__Work to be completed__.
Omitting all images, output the entries that follow exactly as written.

__Supplied information__.
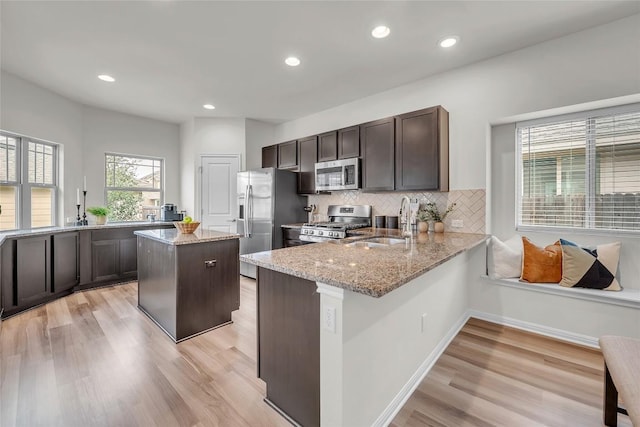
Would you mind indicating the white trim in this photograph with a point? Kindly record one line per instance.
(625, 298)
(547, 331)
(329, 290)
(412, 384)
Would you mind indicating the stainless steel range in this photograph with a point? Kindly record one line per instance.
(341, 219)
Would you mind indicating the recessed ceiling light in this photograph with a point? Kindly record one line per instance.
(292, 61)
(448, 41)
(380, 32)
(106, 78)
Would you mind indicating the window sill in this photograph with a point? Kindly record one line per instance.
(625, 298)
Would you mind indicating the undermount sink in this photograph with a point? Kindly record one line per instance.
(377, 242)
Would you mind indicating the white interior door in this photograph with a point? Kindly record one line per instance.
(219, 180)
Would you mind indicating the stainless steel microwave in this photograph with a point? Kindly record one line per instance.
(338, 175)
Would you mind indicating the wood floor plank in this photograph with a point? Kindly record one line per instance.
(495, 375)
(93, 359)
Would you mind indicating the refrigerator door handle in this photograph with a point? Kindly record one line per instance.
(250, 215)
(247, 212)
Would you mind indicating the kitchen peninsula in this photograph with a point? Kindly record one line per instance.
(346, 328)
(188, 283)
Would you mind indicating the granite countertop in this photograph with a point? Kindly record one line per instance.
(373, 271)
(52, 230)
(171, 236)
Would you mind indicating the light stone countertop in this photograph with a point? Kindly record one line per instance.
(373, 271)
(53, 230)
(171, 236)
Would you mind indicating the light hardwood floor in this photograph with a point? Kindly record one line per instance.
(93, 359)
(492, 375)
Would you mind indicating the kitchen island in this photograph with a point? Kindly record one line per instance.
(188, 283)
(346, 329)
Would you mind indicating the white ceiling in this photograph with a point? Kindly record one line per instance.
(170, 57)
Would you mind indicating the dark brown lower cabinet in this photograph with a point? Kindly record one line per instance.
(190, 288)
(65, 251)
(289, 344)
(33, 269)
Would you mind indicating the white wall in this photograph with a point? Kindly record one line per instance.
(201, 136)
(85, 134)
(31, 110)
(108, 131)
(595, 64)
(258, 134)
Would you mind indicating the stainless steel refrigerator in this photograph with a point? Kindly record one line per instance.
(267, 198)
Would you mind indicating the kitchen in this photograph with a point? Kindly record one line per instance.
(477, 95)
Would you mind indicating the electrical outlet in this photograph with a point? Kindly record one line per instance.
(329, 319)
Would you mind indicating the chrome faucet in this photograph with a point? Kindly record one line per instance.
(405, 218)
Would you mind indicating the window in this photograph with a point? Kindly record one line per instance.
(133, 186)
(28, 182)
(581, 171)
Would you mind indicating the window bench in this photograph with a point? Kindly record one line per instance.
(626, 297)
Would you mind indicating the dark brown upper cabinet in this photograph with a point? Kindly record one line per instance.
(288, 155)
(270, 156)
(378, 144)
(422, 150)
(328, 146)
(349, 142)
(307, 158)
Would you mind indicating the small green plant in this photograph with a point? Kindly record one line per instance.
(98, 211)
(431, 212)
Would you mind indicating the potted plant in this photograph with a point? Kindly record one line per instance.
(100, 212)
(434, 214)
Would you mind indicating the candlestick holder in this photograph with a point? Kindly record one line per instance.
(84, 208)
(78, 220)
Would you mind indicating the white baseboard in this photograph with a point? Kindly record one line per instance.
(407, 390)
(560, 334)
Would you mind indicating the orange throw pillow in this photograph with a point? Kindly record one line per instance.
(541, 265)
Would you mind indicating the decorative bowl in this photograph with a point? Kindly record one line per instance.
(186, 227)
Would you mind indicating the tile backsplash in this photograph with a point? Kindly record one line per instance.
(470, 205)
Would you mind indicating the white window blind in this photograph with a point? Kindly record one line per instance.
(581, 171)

__Completed task__.
Would you mind indicating the white trim in this photograph with a point? Kindly record one line per instance.
(625, 298)
(547, 331)
(329, 290)
(412, 384)
Would you mind indicating the stainless steel range in this photograph with a point? Kindly record one line per instance.
(341, 219)
Would you mind indicating the recessed ceiling light in this photograph with a point? Kindly record one line per instance.
(292, 61)
(448, 41)
(380, 32)
(106, 78)
Would you mind indicating the window sill in this photograph with a point? Kindly record one line per instance.
(625, 298)
Would you mind indicating the undermount sink in this photograph with a point? Kindly record one line per instance.
(377, 242)
Would you mind indicating the white interior door in this photograph with a point? Kindly record one line per instance.
(219, 180)
Would you mind indicating the stainless steel microwave in this photograph with a point? Kindly record one line per instance.
(338, 175)
Would you mind indicating the wood floor plank in this photograph with a point? Kindly record one line per instance.
(495, 375)
(93, 359)
Would you mind indicating the refrigerator door handle in this photograph with a point? Kindly record one line per instance.
(250, 215)
(247, 212)
Would you mind indicating the kitchen peninsula in this photograph with a point? Kindly record one line per instance.
(346, 328)
(188, 283)
Would you mind indicating the granite countertop in this photograph with a point? Kindly record one line per instance.
(373, 271)
(52, 230)
(171, 236)
Would you mind indicating the light stone countertop in this photograph with a point? Kindly record one line per instance.
(373, 271)
(53, 230)
(171, 236)
Would you mind indicating the light hardwood floor in this photograph with a point? Kindly record one line per instance.
(93, 359)
(492, 375)
Would you mind indicating the kitchen island in this photograph with a point? Kindly record one line per instance.
(188, 283)
(346, 329)
Would you mind indicating the white ceiling in this photograph with a point? Kindly record one line per instance.
(170, 57)
Would you mind indicating the dark brown lower cabinet in this photograph with a point? Kindly record one line per instance.
(190, 288)
(65, 251)
(289, 344)
(33, 269)
Would you mind indicating the white wall in this photograph with a point? Kindly record one line per instance.
(201, 136)
(85, 134)
(31, 110)
(108, 131)
(595, 64)
(258, 134)
Would you mind indicating the stainless steel refrigerator in this photograph with a point? Kindly record one line per instance.
(267, 198)
Would you mind indicating the kitchen in this photograph with a point? Kindly record one line per instance.
(477, 95)
Would you mind indicating the electrical outlet in this photograph with a point? Kindly record one line per instance.
(329, 319)
Would you mind indicating the chrome faucet in this photograph with a point? Kindly record one line per instance.
(405, 218)
Would you mind indicating the window in this photograph with a point? Kindly record one line per instance.
(133, 186)
(28, 182)
(581, 171)
Would you mind indicating the window bench in this photograph with a point? Kindly record one line per instance.
(626, 297)
Would you mind indicating the dark brown upper cabinet in this photograph with a point? Kindly record one line per instance.
(288, 155)
(270, 156)
(378, 144)
(422, 150)
(328, 146)
(349, 142)
(307, 158)
Would you mind indicating the small green plant in this photograph with a point? Kindly record one line per instance.
(98, 211)
(431, 212)
Would you mind indicating the potted plant in this photograph with a point? Kindly record one line per instance.
(100, 212)
(434, 214)
Would you mind indicating the candlestick holder in this photograph with a point? Kindly record one line per instance.
(84, 208)
(78, 220)
Would you mind indicating the white baseboard in this photograph with a point? Kindly record one line per instance.
(407, 390)
(560, 334)
Would you mind indicating the orange throw pillow in this photograph with a point? Kindly record one line per instance.
(541, 265)
Would you mind indicating the decorative bowl in this photograph with a point? Kindly record one line per instance.
(186, 227)
Would you mind indicating the tile backsplash in this photograph with a point? Kindly record one line per instance.
(470, 205)
Would you mind indicating the white window blind in this photograph with a point? Kindly record one line per instance.
(581, 171)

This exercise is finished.